Rewrite these lines with every "locate" changed to "find", keeping everything else the same and leaving out the pictures.

----------------

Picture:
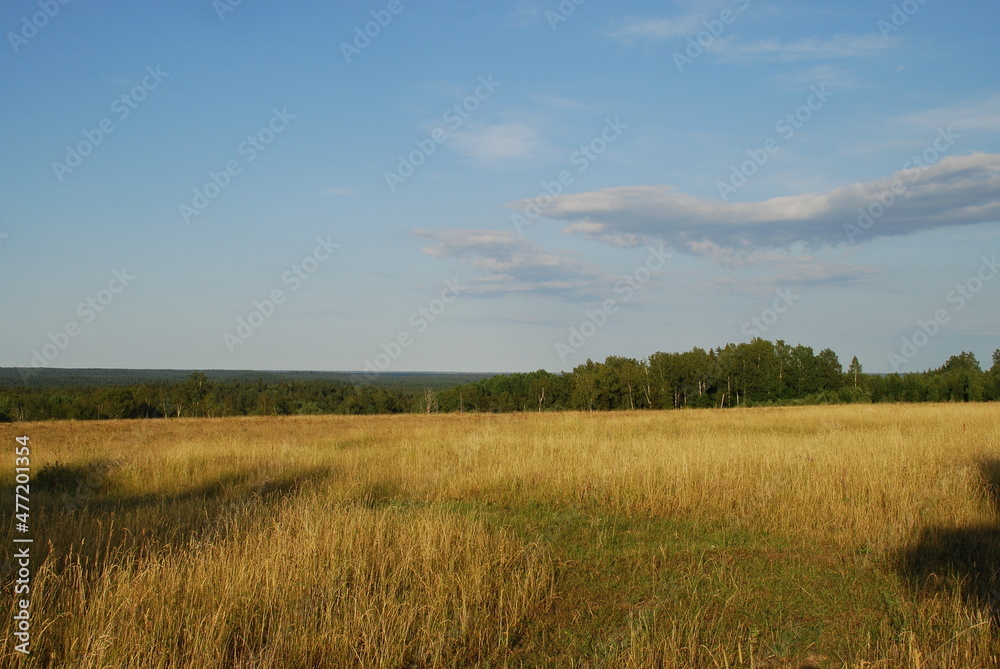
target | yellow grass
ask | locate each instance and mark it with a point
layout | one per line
(382, 541)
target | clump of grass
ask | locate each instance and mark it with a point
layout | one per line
(848, 536)
(307, 584)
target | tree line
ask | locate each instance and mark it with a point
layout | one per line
(756, 373)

----------------

• Exercise answer:
Picture:
target | yellow grass
ask | find each instance and mark it with a point
layout | one per line
(382, 541)
target | clump of grass
ask | find each instance and mark it with a point
layout | one per line
(848, 536)
(307, 584)
target | tree line
ask | find each instance and mark it with a point
layout | one per line
(756, 373)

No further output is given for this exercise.